#### WHAT YOU HAVE TO DO:
Please go through the listing below and count the lines where the string "negative" appears. Answer with the number only.
::::
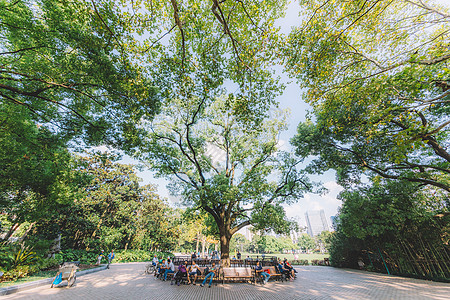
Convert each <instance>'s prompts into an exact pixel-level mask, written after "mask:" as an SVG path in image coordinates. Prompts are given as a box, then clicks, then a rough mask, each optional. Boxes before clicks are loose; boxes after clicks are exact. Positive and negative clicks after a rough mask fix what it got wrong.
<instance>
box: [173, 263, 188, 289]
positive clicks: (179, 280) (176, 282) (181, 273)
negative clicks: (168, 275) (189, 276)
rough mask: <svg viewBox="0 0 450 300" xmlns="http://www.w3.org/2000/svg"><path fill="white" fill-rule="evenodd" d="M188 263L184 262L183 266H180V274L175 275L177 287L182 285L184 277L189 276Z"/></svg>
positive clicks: (181, 264)
mask: <svg viewBox="0 0 450 300" xmlns="http://www.w3.org/2000/svg"><path fill="white" fill-rule="evenodd" d="M186 265H187V261H184V263H182V264H181V265H179V266H178V272H177V274H175V276H174V277H175V282H176V284H177V285H180V282H181V280H182V279H183V277H186V276H187V267H186Z"/></svg>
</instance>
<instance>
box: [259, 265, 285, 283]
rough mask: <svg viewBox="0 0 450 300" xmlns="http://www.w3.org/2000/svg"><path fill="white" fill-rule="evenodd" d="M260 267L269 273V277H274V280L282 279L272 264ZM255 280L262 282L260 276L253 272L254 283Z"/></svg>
mask: <svg viewBox="0 0 450 300" xmlns="http://www.w3.org/2000/svg"><path fill="white" fill-rule="evenodd" d="M262 268H263V272H266V273H269V274H270V278H274V279H275V280H280V279H281V280H282V281H283V275H282V274H280V273H278V272H277V269H276V268H275V267H274V266H265V267H262ZM266 270H269V272H267V271H266ZM255 273H256V271H255ZM257 281H260V282H261V283H262V276H260V275H257V274H255V283H256V282H257Z"/></svg>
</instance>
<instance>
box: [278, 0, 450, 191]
mask: <svg viewBox="0 0 450 300" xmlns="http://www.w3.org/2000/svg"><path fill="white" fill-rule="evenodd" d="M302 5H303V7H305V10H304V16H305V21H304V23H303V24H302V26H301V27H299V28H297V29H295V30H294V31H293V32H292V33H291V34H290V36H289V41H288V44H287V47H286V49H285V54H286V55H287V57H286V60H285V63H286V66H287V70H288V71H290V72H291V74H292V76H295V77H296V78H297V79H298V80H299V82H300V84H301V85H302V86H303V87H304V88H305V89H306V92H305V99H306V101H307V102H308V103H309V104H311V105H312V107H313V112H314V115H315V117H316V121H315V124H312V123H308V122H306V123H304V124H300V125H299V128H298V134H297V136H296V137H295V138H294V139H293V143H295V145H296V146H297V151H298V153H299V154H301V155H304V156H306V155H308V154H313V155H318V156H319V159H317V160H315V161H314V162H313V164H312V165H311V169H312V170H315V171H318V170H325V169H328V168H335V169H337V170H338V177H339V180H340V181H341V183H344V184H350V183H352V182H355V181H357V180H358V178H359V174H361V171H367V172H368V173H367V174H371V175H374V176H380V177H384V178H389V179H394V180H407V181H410V182H416V183H418V184H419V185H431V186H434V187H436V188H438V189H443V190H445V191H447V192H448V191H450V181H449V180H450V177H449V173H450V171H449V166H450V165H449V164H450V154H449V152H448V145H449V135H448V132H449V131H448V128H449V126H450V120H449V119H448V115H449V112H450V111H449V107H450V106H449V105H450V93H449V92H450V81H449V75H450V68H449V62H450V52H449V48H448V46H449V44H448V40H449V38H450V36H449V34H450V19H449V17H448V15H449V14H448V11H447V10H446V9H445V8H443V7H439V6H436V5H432V4H430V3H428V2H425V1H415V0H411V1H403V0H396V1H381V0H380V1H372V2H368V1H352V2H346V1H334V2H331V1H308V2H304V3H302ZM338 7H339V9H337V8H338Z"/></svg>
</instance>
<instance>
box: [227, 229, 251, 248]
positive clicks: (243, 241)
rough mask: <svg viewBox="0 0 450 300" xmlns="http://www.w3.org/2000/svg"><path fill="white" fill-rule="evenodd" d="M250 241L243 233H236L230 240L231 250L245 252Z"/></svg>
mask: <svg viewBox="0 0 450 300" xmlns="http://www.w3.org/2000/svg"><path fill="white" fill-rule="evenodd" d="M249 245H250V241H249V240H247V239H246V238H245V236H244V235H243V234H241V233H235V234H234V235H233V237H232V238H231V240H230V251H231V252H236V251H240V252H245V251H248V247H249Z"/></svg>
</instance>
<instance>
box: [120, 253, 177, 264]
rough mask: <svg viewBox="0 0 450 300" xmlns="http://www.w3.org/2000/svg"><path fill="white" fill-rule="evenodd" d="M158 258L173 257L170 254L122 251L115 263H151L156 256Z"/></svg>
mask: <svg viewBox="0 0 450 300" xmlns="http://www.w3.org/2000/svg"><path fill="white" fill-rule="evenodd" d="M155 254H156V255H157V256H158V257H168V256H173V254H172V253H169V252H148V251H146V250H120V251H117V253H116V258H115V261H117V262H134V261H150V260H152V259H153V256H154V255H155Z"/></svg>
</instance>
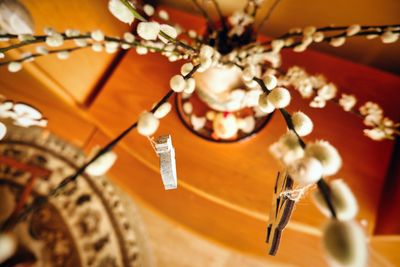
::::
#### ANSWER SPACE:
2